» Quoted passage

Henrik Larsson said:


> I agree with Mr Big, "puñeta" does not sound offensive (at least to me) just sounds informal and it's used to express annoyance.
> 
> I think that in Spain it is not so offensive.


I totally agree, "puñeta" was the name of a specifical sleeve in the Middle Ages, it's said usually (not much offensive): "Vete a hacer puñetas" (viene de: mangas para los puños) un equivalente stronger than "vete a freír espárragos"


----------



## nasio

Long time ago "puñeta" was some kind of lace around the sleeve.
"Ves a hacer puñetas" would mind something like "go to make something tedious" 
Since then to now...
In any case in Spain is very dificult to fins some word really rude.  Near all is allowed.


----------



## pcplus

nasio said:


> Long time ago "puñeta" was some kind of lace around the sleeve.
> "Ves a hacer puñetas" would mind something like "go to make something tedious"
> Since then to now...
> In any case in Spain is very dificult to fins some word really rude. Near all is allowed.


I think there are so much Spanish expressions very rude and unpolite I would not recommend to the people to say them. It's a shame the Spanish and some latinoamerican people talk so bad and crude. Shame on you all. Filthy sentences that the people express as it doesn't  really matter without thinking about that


----------



## highway32south

If I said "shit" in church, they would have a heart attack.  If I said "shit" in a bar, they'd say, "hell, yeah!"  I think the degree of vulgarity of any word can only be properly judged by the listener.


----------



## little_flower

Aqui en México si es una palabra ofensiva.

Quien es ese puñeta/puñetas?

» Required task a
Retype the forum thread about the word "puñeta" in full, changing nothing.
The forum thread and the records were taken from unrelated sources.

» Available data
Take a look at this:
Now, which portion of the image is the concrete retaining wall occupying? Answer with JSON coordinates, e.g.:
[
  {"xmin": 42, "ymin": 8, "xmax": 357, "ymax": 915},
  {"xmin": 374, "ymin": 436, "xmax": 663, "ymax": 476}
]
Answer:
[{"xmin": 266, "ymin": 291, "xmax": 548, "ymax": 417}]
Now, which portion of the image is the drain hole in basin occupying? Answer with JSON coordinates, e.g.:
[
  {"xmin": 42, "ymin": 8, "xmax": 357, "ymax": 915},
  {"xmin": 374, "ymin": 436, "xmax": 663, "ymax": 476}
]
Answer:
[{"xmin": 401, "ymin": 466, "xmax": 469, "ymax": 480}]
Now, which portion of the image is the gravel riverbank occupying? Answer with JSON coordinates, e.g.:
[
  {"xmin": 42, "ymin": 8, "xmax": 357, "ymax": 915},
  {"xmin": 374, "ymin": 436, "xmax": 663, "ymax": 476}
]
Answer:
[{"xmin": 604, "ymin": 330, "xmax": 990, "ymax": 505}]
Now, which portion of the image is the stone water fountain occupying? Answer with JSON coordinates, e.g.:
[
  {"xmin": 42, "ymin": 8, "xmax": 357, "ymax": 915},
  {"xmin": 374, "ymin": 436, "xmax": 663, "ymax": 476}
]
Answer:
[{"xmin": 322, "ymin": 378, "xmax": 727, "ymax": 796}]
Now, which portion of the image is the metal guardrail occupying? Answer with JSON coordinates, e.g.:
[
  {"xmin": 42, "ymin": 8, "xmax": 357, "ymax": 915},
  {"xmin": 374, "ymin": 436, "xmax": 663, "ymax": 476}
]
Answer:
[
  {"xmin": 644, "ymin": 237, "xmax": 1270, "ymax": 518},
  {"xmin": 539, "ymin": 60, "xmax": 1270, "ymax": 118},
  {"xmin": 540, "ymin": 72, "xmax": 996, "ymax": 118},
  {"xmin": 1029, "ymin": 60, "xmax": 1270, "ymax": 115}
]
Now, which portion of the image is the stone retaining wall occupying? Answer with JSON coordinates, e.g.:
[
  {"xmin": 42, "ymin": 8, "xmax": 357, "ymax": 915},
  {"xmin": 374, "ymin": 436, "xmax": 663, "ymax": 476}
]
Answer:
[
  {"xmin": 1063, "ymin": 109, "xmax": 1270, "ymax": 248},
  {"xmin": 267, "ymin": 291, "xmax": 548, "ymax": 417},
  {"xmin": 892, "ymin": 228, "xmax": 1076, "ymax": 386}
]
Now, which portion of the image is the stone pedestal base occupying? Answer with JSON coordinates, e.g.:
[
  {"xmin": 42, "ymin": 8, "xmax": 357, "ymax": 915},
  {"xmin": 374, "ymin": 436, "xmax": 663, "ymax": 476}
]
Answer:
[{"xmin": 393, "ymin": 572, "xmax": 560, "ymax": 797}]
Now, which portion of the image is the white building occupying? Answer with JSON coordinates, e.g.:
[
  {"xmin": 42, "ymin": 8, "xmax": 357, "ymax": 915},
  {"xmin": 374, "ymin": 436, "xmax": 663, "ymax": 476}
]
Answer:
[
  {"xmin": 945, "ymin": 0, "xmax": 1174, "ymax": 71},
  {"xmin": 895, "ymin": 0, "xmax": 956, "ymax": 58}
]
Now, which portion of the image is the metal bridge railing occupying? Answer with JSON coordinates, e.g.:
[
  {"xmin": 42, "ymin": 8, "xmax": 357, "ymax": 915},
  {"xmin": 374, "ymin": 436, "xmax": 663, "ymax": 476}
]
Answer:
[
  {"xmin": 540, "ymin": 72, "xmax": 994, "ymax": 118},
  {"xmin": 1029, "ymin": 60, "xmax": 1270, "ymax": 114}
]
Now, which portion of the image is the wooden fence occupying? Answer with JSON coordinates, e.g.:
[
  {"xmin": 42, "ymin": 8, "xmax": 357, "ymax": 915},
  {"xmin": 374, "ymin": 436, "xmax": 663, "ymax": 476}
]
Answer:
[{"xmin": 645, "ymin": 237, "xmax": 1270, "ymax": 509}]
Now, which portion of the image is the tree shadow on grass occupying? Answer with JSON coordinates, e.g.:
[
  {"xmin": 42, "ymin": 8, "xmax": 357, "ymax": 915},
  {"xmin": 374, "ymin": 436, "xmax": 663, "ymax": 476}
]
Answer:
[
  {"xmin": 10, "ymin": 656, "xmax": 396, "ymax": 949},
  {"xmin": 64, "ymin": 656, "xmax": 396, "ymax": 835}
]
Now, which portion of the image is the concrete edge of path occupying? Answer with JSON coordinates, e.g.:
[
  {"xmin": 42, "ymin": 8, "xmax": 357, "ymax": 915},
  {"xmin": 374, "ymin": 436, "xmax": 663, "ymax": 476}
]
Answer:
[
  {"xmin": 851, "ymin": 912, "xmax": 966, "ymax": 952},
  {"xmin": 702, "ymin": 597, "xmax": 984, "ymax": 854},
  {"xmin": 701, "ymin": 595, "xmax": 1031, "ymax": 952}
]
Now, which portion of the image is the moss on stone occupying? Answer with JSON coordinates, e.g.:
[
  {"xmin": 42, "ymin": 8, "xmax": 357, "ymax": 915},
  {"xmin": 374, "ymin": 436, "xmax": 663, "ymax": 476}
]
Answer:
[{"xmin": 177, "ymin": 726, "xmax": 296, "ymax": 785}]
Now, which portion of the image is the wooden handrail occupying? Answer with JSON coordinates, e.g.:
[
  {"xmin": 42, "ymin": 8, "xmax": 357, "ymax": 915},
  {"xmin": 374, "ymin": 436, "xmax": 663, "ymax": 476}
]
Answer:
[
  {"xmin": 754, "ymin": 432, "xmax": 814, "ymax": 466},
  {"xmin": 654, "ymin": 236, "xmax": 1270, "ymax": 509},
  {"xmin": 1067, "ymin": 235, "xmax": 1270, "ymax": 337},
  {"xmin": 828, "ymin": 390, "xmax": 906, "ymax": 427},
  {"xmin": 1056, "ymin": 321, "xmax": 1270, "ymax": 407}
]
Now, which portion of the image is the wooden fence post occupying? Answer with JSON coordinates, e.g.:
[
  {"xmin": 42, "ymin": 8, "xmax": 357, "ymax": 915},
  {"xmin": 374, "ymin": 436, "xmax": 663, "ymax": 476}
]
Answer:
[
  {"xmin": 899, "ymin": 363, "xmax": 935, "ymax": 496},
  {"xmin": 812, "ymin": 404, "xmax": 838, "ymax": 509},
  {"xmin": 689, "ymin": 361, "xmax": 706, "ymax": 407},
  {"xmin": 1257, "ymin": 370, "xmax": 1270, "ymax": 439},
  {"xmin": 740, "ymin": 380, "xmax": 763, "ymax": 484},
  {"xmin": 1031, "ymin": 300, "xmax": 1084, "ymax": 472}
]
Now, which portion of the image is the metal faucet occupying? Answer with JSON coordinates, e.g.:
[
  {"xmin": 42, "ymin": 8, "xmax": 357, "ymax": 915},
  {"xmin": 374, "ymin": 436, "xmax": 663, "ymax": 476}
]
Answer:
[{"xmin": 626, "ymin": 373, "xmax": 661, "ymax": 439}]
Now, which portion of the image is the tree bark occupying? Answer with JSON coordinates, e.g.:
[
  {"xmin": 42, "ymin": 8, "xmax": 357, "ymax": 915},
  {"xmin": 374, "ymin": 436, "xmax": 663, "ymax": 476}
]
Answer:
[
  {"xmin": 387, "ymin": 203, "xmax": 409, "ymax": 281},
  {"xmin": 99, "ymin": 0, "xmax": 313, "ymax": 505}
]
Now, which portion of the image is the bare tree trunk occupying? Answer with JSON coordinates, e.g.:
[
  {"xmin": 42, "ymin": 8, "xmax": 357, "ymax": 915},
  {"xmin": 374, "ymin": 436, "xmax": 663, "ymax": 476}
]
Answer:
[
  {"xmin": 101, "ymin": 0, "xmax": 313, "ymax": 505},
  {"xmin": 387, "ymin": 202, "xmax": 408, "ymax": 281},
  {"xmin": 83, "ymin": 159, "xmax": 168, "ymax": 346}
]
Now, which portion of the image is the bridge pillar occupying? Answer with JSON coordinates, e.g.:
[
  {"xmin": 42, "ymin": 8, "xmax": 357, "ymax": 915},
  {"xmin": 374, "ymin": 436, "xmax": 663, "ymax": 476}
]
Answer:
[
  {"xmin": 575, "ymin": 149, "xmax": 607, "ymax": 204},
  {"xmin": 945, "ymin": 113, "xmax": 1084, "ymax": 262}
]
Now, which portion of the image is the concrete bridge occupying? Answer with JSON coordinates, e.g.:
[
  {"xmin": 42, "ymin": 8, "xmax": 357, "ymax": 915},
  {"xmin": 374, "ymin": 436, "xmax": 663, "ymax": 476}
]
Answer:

» Required task b
Echo the part of the records that opens with the line containing "Now, which portion of the image is the concrete bridge" and closes with the last line of the records, including both of those lines.

» Solution a
Henrik Larsson said:


> I agree with Mr Big, "puñeta" does not sound offensive (at least to me) just sounds informal and it's used to express annoyance.
> 
> I think that in Spain it is not so offensive.


I totally agree, "puñeta" was the name of a specifical sleeve in the Middle Ages, it's said usually (not much offensive): "Vete a hacer puñetas" (viene de: mangas para los puños) un equivalente stronger than "vete a freír espárragos"


----------



## nasio

Long time ago "puñeta" was some kind of lace around the sleeve.
"Ves a hacer puñetas" would mind something like "go to make something tedious" 
Since then to now...
In any case in Spain is very dificult to fins some word really rude.  Near all is allowed.


----------



## pcplus

nasio said:


> Long time ago "puñeta" was some kind of lace around the sleeve.
> "Ves a hacer puñetas" would mind something like "go to make something tedious"
> Since then to now...
> In any case in Spain is very dificult to fins some word really rude. Near all is allowed.


I think there are so much Spanish expressions very rude and unpolite I would not recommend to the people to say them. It's a shame the Spanish and some latinoamerican people talk so bad and crude. Shame on you all. Filthy sentences that the people express as it doesn't  really matter without thinking about that


----------



## highway32south

If I said "shit" in church, they would have a heart attack.  If I said "shit" in a bar, they'd say, "hell, yeah!"  I think the degree of vulgarity of any word can only be properly judged by the listener.


----------



## little_flower

Aqui en México si es una palabra ofensiva.

Quien es ese puñeta/puñetas?

» Solution b
Now, which portion of the image is the concrete bridge occupying? Answer with JSON coordinates, e.g.:
[
  {"xmin": 42, "ymin": 8, "xmax": 357, "ymax": 915},
  {"xmin": 374, "ymin": 436, "xmax": 663, "ymax": 476}
]
Answer:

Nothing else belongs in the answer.